EXCERPT PROVIDED:
==*==
Category Archives: Anti-racism

Addressing anti-Indigenous behaviors in corvid fandom

There are few animals that generate the kind of enthusiasm and following that ravens, crows, magpies and other birds in the corvidae family do. Their presence in our lives is so significant, they appear in the creation stories and fables of nearly all peoples. Today, our love for these birds has given rise to what feels like an entire industry of books, jewelry, artwork, and of course literal fan clubs, some of which serve many tens of thousands of followers. This community is not only fun to be a part of, but is doing important things to improve the reputation of corvids among those individuals or communities who might consider them a nuisance.

There are a couple of common ways though that, in our attempt to uplift corvids, our fandom sometimes trivializes the traditional beliefs of Indigenous North Americans, primarily through cultural appropriation and erasure. If it’s a new or esoteric term to you, cultural appropriation is the act of copying or using the customs and traditions of a particular people or culture, by somebody from another and typically, more dominant people or society.1  Here are three small steps the non-Native community (of which I am a part) can take to more respectfully celebrate our love of corvids, and the people for whom they traditionally hold deep cultural meaning. 

#1 Don’t use the term  “totem” or “spirit animal,” choose an alternative

In every place and time that humans and corvids co-occur, people have made culturally important meanings, stories, and symbology about these special birds. As a united group of corvid fans, it may therefore be tempting to sample from these practices as a means of creating community. One common way I see this manifest is in the use of terms like spirit animal to describe someone’s connection to a particular corvid. Like animism (the belief that all material possesses agency and a spirit) the term itself appears to have been an invention of anthropologists, but its intent is to refer to Indigenous religious practices. Co-opting this practice as our own, no matter how well-intentioned, devalues cultural traditions that are not ours to claim. 

A quick Etsy search of the term demonstrates just how far we’ve allowed the abasement and monetization of this practice by non-Indigenous people (i.e wine is my spirit animal t-shirts.) Even in cases where our use of cultural appropriation doesn’t feel objectively derogatory (it might even feel honorific), its adoption by non-Indigenous people is the kind of cultural cherry picking that has long frustrated Indigenous communities

“Dear NonNatives: Nothing is your spirit animal. Not a person, place or thing. Nothing is your spirit animal. You do not get one. Spirit animals derive from Anishinaabe and other tribes deeply held religious beliefs. It is a sacred, beloved process that is incredibly secret.”

Mari Kurisato

To ignore those frustrations and claim that our use of this religious practice is either benign or born out of respect, is to prioritize the needs and feelings of ourselves above those for whom literal and cultural genocide remain contemporary battles.  In other words, it’s an act of racism. Of course, Indigenous peoples are not a monolith, and you may find individuals that feel no harm from non-Natives using this term, or even grant you specific access to it (though beware of plastic shamans.) In these cases, I offer that it’s harmless to decline using it despite any special permissions, while adopting it risks hurting and alienating the broader communities for which this or similar terms are sacred.
==*==
INFORMATION SHOWN:
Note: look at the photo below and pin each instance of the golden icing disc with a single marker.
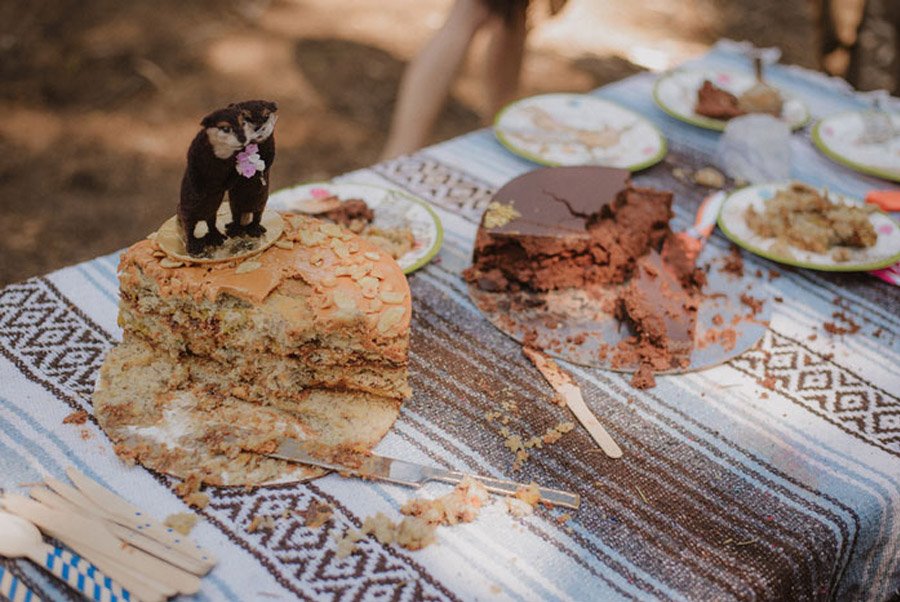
==*==
REQUIREMENT: Extend the piece on anti-Indigenous behavior in corvid fandom, picking up right after its last paragraph.

RESPONSE TO THIS EXERCISE:
Fortunately, there are many alternative ways to express kinship with corvids that do not rely on cultural theft. Here are a few of my favorites: muse, soulmate, best friend, fursona, daemon, icon, desired doppelgänger, secret twin, and familiar. 

#2 Recognize the diversity of Indigenous nations 

Pretty regularly, I see infographics pass through my social media feeds depicting either a photo or some kind of Indigenous-esque looking art and a sound bite about a “Native American” story about crows or ravens. While the intent here is obviously to celebrate a shared love of corvids, the means of doing so makes  no effort to actually learn the story or, importantly, from whom that story originates. 

There are 574 federally recognized Indigenous nations in the United States. There are even more when you include non-federally recognized tribes (ex: the Duwamish on whose lands much of the Seattle area is built.) While there is certainly shared knowledge and traditions, it’s important to recognize that these are independent nations with their own creation stories and traditions. For example, the story of Rainbow Crow (Mànàka’has), who brought warmth to the world by carrying a burning branch and sacrificing his voice and technicolor feathers in the process, is a Lenape legend.2 Alternatively, the story of Raven stealing the sun to bring light to earth is a Haida, Tsimshian, and Tlingit legend.3

Attributing them as simply “Native American” stories erases their cultural heritage by treating all Indigenous peoples as a monolith with unified cultural traditions. This is especially pernicious when these stories are told in the past tense, as if the people from whom they originate are gone. Putting in the effort to research where specific stories come from, and how and where that community exists now, is an important step to recognizing and respecting different tribal identities.

For the same reason, another important practice is to research on whose land you currently enjoy the corvids you watch or photograph. 

As Larissa Fasthorse explains, “Always know whose land you’re standing on. Who are the original people of that land? You need to find that out. You need to know those people, and,  where are they? Are they still there? If not, why? Where have they gone? Start to learn, start to educate yourself. Whose land are you profiting from and how can you start to pay that back in your own way.”

Larissa Fasthorse, interview on Here and Now 10/12/20

So the next time you see an interesting legend about corvids, do some research to learn about the actual people behind that story. Beware of sharing memes that make no effort to do that work. That’s generally a sign that they were not written by someone of that cultural heritage and are more interested in gaining likes and shares than honoring other people. Know on whose ancestral land your corvid watching takes place, and seek out print or digital resources to learn about those people.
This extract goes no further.